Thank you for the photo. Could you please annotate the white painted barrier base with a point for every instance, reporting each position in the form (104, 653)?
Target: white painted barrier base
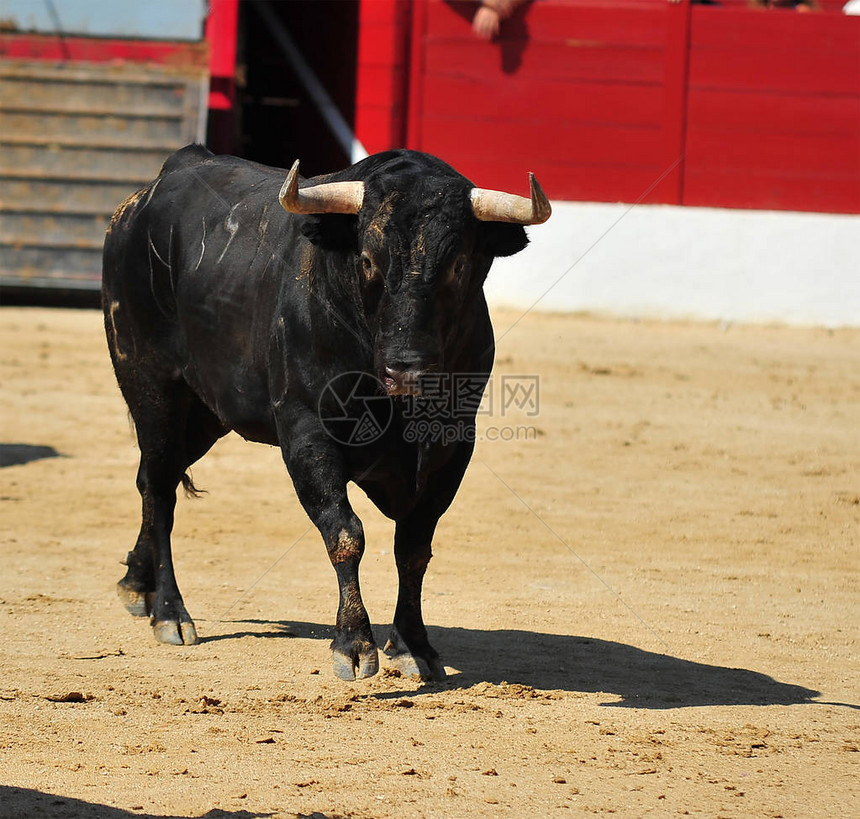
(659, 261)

--

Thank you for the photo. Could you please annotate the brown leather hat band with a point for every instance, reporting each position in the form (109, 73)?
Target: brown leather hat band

**Written request:**
Put the entries from the line with "Thank you for the photo. Could you please annotate the brown" to the line with "Target: brown leather hat band" into a Markdown table with the columns Row and Line, one non-blank line per row.

**Task answer:**
| Row | Line |
|---|---|
| 1 | Thank you for the photo. Could you please annotate the brown leather hat band with a point for every instance, reporting each position in the form (109, 73)? |
| 2 | Target: brown leather hat band |